** Start **

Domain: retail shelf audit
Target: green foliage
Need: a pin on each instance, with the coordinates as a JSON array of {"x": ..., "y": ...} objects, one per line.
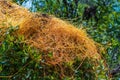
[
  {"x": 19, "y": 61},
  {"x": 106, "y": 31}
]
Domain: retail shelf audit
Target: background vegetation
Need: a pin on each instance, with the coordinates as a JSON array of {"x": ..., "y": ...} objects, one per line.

** End **
** Start **

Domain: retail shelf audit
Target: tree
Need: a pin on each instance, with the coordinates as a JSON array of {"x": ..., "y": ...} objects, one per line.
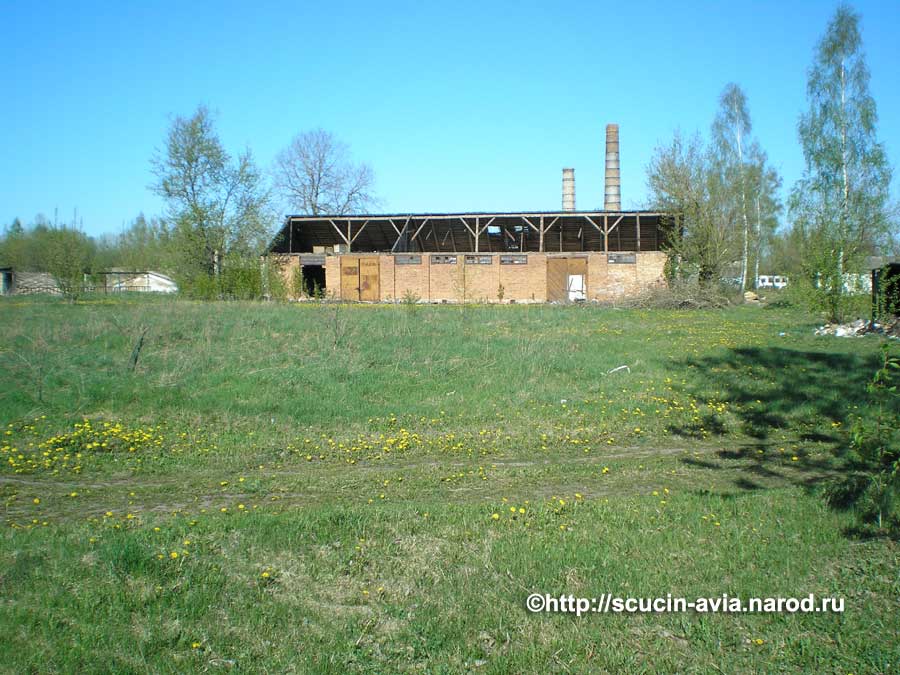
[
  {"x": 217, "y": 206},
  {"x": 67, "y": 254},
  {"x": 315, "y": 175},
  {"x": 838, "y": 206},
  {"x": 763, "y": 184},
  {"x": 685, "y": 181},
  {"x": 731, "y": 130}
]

** End **
** Start **

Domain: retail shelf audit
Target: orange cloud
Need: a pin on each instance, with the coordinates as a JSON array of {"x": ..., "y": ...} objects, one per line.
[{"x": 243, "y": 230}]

** End **

* Short exercise:
Pick out and copy each line of the entries above that contains the string "Target". Case counts when matching.

* Solution to this exercise:
Target: green foliage
Target: background vegetation
Target: tree
Target: orange cloud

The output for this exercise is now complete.